[LC] 30. Substring with Concatenation of All Words

https://leetcode.com/problems/substring-with-concatenation-of-all-words/description/

December 1, 2022 - 3 minute read -
Sliding-Window

Problem Statement

You are given a string s and an array of strings words. All the strings of words are of the same length. A concatenated substring in s is a substring that contains all the strings of any permutation of words concatenated.

For example, if words = [“ab”,”cd”,”ef”], then “abcdef”, “abefcd”, “cdabef”, “cdefab”, “efabcd”, and “efcdab” are all concatenated strings. “acdbef” is not a concatenated substring because it is not the concatenation of any permutation of words. Return the starting indices of all the concatenated substrings in s. You can return the answer in any order.

Example 1: Input: s = “barfoothefoobarman”, words = [“foo”,”bar”] Output: [0,9] Explanation: Since words.length == 2 and words[i].length == 3, the concatenated substring has to be of length 6. The substring starting at 0 is “barfoo”. It is the concatenation of [“bar”,”foo”] which is a permutation of words. The substring starting at 9 is “foobar”. It is the concatenation of [“foo”,”bar”] which is a permutation of words. The output order does not matter. Returning [9,0] is fine too.

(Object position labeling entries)
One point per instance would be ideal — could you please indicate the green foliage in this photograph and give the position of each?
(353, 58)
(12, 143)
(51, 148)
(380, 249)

What is asked:
A – Please reproduce the passage of the problem description above, from "You are given" to "of words concatenated.", word for word.
B – In the problem description, what output is listed for Example 1?

Outputs for the tasks:
A –
You are given a string s and an array of strings words. All the strings of words are of the same length. A concatenated substring in s is a substring that contains all the strings of any permutation of words concatenated.

B – [0,9]